- **What is required**: How many of the lines below contain the string "blue"? Reply with the number alone.

--- Start of Dataset excerpts ---

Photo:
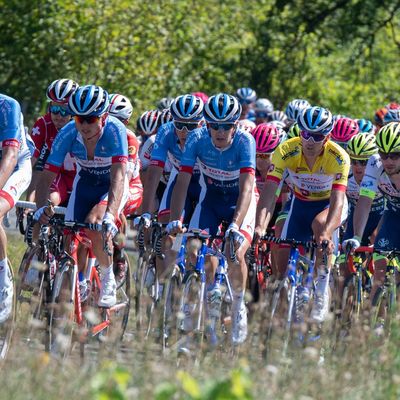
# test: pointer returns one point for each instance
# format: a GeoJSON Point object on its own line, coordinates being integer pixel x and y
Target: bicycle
{"type": "Point", "coordinates": [384, 302]}
{"type": "Point", "coordinates": [67, 311]}
{"type": "Point", "coordinates": [186, 318]}
{"type": "Point", "coordinates": [291, 296]}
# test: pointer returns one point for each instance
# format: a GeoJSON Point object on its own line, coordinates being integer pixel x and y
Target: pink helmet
{"type": "Point", "coordinates": [344, 129]}
{"type": "Point", "coordinates": [267, 137]}
{"type": "Point", "coordinates": [202, 95]}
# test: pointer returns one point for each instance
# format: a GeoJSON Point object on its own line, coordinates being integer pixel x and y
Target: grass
{"type": "Point", "coordinates": [361, 367]}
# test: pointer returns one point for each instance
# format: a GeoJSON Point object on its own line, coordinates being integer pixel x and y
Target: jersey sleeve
{"type": "Point", "coordinates": [369, 184]}
{"type": "Point", "coordinates": [62, 145]}
{"type": "Point", "coordinates": [160, 148]}
{"type": "Point", "coordinates": [38, 134]}
{"type": "Point", "coordinates": [277, 166]}
{"type": "Point", "coordinates": [10, 123]}
{"type": "Point", "coordinates": [190, 153]}
{"type": "Point", "coordinates": [247, 154]}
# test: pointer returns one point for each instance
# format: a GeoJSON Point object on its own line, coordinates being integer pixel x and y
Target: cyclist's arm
{"type": "Point", "coordinates": [361, 213]}
{"type": "Point", "coordinates": [8, 162]}
{"type": "Point", "coordinates": [336, 203]}
{"type": "Point", "coordinates": [117, 180]}
{"type": "Point", "coordinates": [179, 195]}
{"type": "Point", "coordinates": [153, 176]}
{"type": "Point", "coordinates": [246, 187]}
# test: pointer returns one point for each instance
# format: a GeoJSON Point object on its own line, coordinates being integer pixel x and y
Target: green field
{"type": "Point", "coordinates": [362, 367]}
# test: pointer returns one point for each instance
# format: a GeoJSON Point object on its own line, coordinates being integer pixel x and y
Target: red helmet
{"type": "Point", "coordinates": [267, 137]}
{"type": "Point", "coordinates": [344, 129]}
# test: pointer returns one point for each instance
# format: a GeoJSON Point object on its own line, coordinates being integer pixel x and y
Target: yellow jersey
{"type": "Point", "coordinates": [329, 172]}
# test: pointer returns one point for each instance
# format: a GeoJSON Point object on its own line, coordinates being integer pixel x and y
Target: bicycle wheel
{"type": "Point", "coordinates": [32, 296]}
{"type": "Point", "coordinates": [191, 321]}
{"type": "Point", "coordinates": [7, 327]}
{"type": "Point", "coordinates": [171, 309]}
{"type": "Point", "coordinates": [147, 298]}
{"type": "Point", "coordinates": [62, 310]}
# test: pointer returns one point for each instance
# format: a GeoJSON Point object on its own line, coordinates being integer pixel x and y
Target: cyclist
{"type": "Point", "coordinates": [343, 130]}
{"type": "Point", "coordinates": [247, 98]}
{"type": "Point", "coordinates": [360, 148]}
{"type": "Point", "coordinates": [318, 171]}
{"type": "Point", "coordinates": [100, 147]}
{"type": "Point", "coordinates": [226, 156]}
{"type": "Point", "coordinates": [43, 134]}
{"type": "Point", "coordinates": [262, 108]}
{"type": "Point", "coordinates": [15, 176]}
{"type": "Point", "coordinates": [121, 108]}
{"type": "Point", "coordinates": [383, 174]}
{"type": "Point", "coordinates": [187, 113]}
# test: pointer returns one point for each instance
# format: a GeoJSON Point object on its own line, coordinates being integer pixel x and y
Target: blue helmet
{"type": "Point", "coordinates": [187, 107]}
{"type": "Point", "coordinates": [294, 107]}
{"type": "Point", "coordinates": [315, 120]}
{"type": "Point", "coordinates": [365, 125]}
{"type": "Point", "coordinates": [222, 107]}
{"type": "Point", "coordinates": [90, 100]}
{"type": "Point", "coordinates": [246, 95]}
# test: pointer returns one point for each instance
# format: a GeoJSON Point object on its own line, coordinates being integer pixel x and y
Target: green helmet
{"type": "Point", "coordinates": [294, 131]}
{"type": "Point", "coordinates": [388, 138]}
{"type": "Point", "coordinates": [362, 146]}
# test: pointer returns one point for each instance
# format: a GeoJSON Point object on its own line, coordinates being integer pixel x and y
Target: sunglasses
{"type": "Point", "coordinates": [315, 137]}
{"type": "Point", "coordinates": [89, 119]}
{"type": "Point", "coordinates": [217, 127]}
{"type": "Point", "coordinates": [392, 156]}
{"type": "Point", "coordinates": [59, 110]}
{"type": "Point", "coordinates": [362, 163]}
{"type": "Point", "coordinates": [264, 156]}
{"type": "Point", "coordinates": [190, 126]}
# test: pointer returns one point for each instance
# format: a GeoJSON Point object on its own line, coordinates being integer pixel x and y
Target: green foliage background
{"type": "Point", "coordinates": [342, 54]}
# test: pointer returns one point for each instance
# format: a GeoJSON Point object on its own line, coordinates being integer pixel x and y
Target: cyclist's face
{"type": "Point", "coordinates": [391, 166]}
{"type": "Point", "coordinates": [58, 120]}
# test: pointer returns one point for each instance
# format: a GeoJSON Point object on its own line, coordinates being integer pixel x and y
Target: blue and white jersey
{"type": "Point", "coordinates": [12, 131]}
{"type": "Point", "coordinates": [167, 146]}
{"type": "Point", "coordinates": [111, 148]}
{"type": "Point", "coordinates": [220, 169]}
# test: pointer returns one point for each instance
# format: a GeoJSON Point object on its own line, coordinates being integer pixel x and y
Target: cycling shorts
{"type": "Point", "coordinates": [213, 209]}
{"type": "Point", "coordinates": [85, 197]}
{"type": "Point", "coordinates": [192, 197]}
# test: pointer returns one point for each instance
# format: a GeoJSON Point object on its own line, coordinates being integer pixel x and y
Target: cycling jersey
{"type": "Point", "coordinates": [43, 134]}
{"type": "Point", "coordinates": [12, 131]}
{"type": "Point", "coordinates": [220, 169]}
{"type": "Point", "coordinates": [111, 148]}
{"type": "Point", "coordinates": [220, 173]}
{"type": "Point", "coordinates": [329, 172]}
{"type": "Point", "coordinates": [375, 179]}
{"type": "Point", "coordinates": [12, 134]}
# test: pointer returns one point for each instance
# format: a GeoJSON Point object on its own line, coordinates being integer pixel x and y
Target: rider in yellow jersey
{"type": "Point", "coordinates": [318, 170]}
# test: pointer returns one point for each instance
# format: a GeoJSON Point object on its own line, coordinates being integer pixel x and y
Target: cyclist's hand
{"type": "Point", "coordinates": [109, 226]}
{"type": "Point", "coordinates": [174, 227]}
{"type": "Point", "coordinates": [146, 218]}
{"type": "Point", "coordinates": [42, 215]}
{"type": "Point", "coordinates": [351, 244]}
{"type": "Point", "coordinates": [234, 233]}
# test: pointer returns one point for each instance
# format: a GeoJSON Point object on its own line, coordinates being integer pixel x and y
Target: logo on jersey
{"type": "Point", "coordinates": [383, 242]}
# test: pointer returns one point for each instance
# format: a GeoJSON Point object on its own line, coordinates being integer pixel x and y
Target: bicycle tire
{"type": "Point", "coordinates": [191, 324]}
{"type": "Point", "coordinates": [62, 310]}
{"type": "Point", "coordinates": [171, 309]}
{"type": "Point", "coordinates": [7, 327]}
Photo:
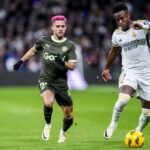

--- End of Dataset excerpts ---

- **Complete output**: 2